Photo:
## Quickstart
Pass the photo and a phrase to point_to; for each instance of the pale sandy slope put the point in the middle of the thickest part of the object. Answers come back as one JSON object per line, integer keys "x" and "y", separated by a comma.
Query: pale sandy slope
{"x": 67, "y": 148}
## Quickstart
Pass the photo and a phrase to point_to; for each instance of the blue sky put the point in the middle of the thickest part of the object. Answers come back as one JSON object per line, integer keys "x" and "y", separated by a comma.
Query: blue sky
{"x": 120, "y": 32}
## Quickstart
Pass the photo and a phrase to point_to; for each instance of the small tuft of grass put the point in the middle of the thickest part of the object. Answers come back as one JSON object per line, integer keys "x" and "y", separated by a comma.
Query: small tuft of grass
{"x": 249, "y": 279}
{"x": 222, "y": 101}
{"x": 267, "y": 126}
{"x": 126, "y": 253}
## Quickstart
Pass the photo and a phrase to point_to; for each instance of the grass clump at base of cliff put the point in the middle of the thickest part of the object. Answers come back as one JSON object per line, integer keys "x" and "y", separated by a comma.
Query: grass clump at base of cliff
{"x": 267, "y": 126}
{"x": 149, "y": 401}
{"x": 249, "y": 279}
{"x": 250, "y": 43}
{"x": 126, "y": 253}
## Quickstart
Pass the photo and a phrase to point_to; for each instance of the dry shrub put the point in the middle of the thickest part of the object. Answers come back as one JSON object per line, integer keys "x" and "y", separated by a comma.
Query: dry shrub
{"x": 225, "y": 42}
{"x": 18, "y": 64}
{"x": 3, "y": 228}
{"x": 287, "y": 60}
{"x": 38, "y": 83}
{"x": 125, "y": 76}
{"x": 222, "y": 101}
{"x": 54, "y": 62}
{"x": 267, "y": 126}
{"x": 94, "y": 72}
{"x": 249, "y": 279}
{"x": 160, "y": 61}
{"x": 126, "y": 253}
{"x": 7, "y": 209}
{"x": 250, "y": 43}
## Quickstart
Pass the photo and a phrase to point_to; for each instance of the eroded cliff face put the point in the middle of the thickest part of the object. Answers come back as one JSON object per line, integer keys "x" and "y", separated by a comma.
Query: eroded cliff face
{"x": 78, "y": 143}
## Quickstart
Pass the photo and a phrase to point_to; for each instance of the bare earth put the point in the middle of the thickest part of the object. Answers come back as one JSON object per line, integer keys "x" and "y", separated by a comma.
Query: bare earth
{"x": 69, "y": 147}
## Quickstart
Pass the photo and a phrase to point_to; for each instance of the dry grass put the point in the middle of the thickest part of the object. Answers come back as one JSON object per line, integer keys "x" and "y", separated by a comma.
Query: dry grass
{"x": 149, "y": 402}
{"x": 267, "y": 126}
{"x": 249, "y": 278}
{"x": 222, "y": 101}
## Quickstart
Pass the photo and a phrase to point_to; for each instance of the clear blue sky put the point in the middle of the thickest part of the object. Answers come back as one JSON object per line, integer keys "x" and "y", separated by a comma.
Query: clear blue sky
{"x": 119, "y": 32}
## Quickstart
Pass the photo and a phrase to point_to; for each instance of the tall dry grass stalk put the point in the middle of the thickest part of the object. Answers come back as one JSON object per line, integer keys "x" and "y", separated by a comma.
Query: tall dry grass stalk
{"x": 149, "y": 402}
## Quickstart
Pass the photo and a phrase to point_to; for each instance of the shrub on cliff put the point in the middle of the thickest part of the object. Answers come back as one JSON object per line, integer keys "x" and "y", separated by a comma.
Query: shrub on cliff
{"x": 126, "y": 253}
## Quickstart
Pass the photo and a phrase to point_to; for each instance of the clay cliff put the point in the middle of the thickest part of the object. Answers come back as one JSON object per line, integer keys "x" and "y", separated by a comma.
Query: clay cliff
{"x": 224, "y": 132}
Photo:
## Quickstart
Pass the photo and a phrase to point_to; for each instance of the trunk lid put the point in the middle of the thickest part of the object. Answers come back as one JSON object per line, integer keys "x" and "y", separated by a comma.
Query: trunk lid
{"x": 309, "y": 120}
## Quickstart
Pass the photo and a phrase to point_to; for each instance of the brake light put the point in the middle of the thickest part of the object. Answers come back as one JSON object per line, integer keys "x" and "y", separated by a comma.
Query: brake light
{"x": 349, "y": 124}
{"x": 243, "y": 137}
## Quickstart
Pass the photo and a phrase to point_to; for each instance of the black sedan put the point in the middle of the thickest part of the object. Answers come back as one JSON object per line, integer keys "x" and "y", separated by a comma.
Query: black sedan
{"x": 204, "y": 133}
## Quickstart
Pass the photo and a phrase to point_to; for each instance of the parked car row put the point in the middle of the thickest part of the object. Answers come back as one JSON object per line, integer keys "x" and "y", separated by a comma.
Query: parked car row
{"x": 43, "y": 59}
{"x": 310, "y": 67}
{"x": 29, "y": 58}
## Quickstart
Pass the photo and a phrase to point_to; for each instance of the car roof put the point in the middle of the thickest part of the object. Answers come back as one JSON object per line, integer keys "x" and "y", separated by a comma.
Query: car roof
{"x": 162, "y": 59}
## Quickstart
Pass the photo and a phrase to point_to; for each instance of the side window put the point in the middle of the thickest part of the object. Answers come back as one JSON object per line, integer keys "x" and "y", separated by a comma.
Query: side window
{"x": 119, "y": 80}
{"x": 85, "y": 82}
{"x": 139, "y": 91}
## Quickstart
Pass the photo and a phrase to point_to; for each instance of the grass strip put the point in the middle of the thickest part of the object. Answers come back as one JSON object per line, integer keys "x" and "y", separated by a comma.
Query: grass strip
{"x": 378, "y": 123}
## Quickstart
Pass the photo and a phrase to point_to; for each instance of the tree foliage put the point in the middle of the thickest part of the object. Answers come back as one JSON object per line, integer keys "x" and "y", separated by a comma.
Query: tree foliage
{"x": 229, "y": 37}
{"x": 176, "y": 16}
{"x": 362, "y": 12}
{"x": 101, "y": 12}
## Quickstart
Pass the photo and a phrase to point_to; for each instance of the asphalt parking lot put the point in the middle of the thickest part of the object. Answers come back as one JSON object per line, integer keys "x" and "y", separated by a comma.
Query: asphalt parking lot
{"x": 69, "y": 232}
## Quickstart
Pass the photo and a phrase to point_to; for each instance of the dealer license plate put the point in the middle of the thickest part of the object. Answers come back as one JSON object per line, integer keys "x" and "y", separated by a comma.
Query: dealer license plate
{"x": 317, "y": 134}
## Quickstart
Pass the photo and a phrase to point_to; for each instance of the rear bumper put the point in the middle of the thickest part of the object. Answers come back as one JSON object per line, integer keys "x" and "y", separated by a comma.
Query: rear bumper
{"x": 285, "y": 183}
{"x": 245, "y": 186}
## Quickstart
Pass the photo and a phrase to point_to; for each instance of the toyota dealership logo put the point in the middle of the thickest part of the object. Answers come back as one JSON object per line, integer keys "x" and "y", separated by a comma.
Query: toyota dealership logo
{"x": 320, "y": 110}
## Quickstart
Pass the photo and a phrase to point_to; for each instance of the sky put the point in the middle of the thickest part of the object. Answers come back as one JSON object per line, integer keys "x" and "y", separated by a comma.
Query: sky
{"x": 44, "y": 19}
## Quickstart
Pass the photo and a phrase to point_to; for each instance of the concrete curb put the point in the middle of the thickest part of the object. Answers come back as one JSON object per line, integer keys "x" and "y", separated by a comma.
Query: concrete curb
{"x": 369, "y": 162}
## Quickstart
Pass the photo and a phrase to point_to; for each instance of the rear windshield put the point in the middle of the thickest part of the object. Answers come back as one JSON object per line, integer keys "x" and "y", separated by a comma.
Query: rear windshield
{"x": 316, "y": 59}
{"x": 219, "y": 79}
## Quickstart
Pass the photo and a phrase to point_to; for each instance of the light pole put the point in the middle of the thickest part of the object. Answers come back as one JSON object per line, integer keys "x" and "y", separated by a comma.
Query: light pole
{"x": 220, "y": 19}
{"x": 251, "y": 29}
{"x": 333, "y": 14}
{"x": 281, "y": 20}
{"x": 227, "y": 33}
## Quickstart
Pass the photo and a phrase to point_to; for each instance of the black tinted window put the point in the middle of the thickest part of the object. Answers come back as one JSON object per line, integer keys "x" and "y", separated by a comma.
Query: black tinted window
━━━
Aim of the task >>
Copy out every line of the records above that contains the string "windshield". Uppercase and lowercase letters must match.

The result >>
Pass the photo and a phrase to point_to; for each instance of the rear windshield put the point in the middle of the thickest part of the object. Answers come back as one JSON object per line, integer keys "x" and "y", separated by a comma.
Query: rear windshield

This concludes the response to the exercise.